■ PROVIDED DATA ■

++++++++++++++++++++

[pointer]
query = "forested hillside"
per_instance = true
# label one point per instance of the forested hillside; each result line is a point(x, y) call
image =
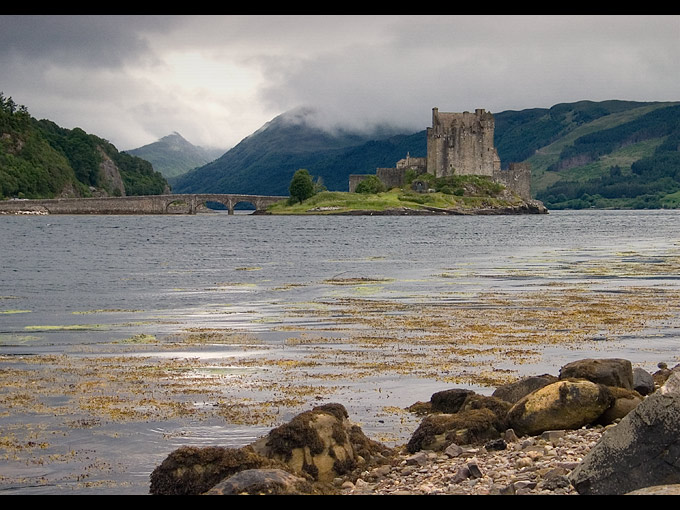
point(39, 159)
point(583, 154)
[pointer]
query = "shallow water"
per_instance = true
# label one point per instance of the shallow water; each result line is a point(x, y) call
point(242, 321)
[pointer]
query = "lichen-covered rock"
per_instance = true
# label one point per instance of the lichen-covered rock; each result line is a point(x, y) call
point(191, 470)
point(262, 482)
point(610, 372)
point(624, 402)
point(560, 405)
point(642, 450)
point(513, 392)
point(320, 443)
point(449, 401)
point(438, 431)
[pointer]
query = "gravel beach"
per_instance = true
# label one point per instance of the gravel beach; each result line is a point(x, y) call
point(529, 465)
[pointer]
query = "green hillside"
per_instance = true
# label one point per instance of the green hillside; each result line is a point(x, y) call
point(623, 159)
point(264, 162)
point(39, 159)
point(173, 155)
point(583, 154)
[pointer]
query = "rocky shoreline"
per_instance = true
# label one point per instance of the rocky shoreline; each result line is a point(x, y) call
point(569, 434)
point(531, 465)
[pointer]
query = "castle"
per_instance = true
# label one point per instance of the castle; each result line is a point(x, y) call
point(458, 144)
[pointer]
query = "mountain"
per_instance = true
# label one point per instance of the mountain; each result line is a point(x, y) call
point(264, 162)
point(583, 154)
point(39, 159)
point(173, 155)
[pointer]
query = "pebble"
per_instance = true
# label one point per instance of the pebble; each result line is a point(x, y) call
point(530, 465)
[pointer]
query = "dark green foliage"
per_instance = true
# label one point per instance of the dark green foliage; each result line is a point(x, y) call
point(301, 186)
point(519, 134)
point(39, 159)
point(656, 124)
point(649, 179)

++++++++++++++++++++

Count the lines in the rows above that contain the string "gravel", treating uppercase and lowercase letters as different. Reply with the number alone.

2